──────── Given records ────────

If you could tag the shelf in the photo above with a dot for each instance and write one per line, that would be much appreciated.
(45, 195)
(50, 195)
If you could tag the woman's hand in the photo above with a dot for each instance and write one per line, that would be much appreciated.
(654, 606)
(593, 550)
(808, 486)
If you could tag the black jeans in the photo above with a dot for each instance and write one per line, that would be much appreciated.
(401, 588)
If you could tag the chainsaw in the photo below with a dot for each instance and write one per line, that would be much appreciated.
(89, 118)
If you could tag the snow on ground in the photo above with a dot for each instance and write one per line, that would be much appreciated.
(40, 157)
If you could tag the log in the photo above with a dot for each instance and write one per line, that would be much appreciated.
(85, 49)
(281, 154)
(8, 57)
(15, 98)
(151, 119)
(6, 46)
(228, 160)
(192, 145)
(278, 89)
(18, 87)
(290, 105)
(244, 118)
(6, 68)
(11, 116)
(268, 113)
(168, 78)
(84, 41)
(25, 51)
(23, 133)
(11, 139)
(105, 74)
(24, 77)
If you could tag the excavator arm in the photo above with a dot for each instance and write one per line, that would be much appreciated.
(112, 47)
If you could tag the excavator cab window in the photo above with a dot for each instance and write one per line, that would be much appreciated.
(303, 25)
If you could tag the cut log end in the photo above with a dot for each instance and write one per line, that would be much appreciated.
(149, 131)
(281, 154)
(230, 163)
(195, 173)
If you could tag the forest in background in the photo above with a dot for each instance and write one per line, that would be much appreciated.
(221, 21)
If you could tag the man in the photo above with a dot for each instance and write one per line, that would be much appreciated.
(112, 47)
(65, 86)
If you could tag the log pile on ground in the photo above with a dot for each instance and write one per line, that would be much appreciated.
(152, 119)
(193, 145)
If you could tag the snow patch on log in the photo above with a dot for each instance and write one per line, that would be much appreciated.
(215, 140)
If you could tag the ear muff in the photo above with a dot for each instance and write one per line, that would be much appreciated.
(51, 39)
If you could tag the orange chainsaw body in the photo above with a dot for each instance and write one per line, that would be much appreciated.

────────

For this exercise, retype each entry from above exactly as it stands.

If you could tag the shelf in the photo above with a dot for each instance and write one per line, that would be much appreciated.
(45, 195)
(50, 195)
If you could tag the woman's hand in the photo above with a dot for each instance and write one per line, that would be much appreciated.
(654, 606)
(593, 550)
(808, 486)
If you could tag the black jeans in the photo above with a dot for each instance and write one per line, that would be much appreciated.
(401, 588)
If you could tag the chainsaw in the photo below with a dot for each instance and write one per line, that would be much appreciated.
(89, 118)
If you could tag the snow on ground in the photo above with a dot for each instance and write one per line, that would be much appreciated.
(40, 157)
If you could tag the log in the photo above with a dot for each instance and write one per line, that would be much appreciated.
(85, 49)
(281, 154)
(8, 57)
(15, 98)
(151, 119)
(6, 46)
(228, 160)
(192, 145)
(278, 89)
(18, 87)
(290, 105)
(244, 118)
(6, 68)
(11, 116)
(268, 113)
(168, 78)
(84, 41)
(25, 51)
(23, 133)
(11, 139)
(105, 74)
(24, 77)
If you could tag the excavator arm in the photo above with a dot for each instance and write one per line, that would be much appreciated.
(112, 47)
If you could tag the excavator cab window in the photo above with a dot for each instance and write one per line, that would be much appreciated.
(303, 25)
If you could tag the cut log end in the photo above with a dot for each instance and write one per line, that would be much appreciated.
(149, 131)
(281, 154)
(230, 163)
(195, 173)
If you could tag the forest in background in the photo above with a dot for each instance and write one per line, that would be much appreciated.
(221, 21)
If you could tag the man in the photo above with a dot for each instance and write one per line, that would be much appreciated.
(112, 47)
(65, 86)
If you could tag the log pile on ground in the photo above with a dot for each instance and write one per line, that would be much appreciated.
(152, 119)
(193, 145)
If you could tag the snow patch on log in the photo above with a dot for each instance and write one per line, that would be much appreciated.
(215, 140)
If you could tag the ear muff in the photo above with a dot for each instance and write one per line, that would be much appreciated.
(51, 39)
If you could tag the orange chainsaw body in the photo above with a dot for each instance and write one per line, that would be much appreciated.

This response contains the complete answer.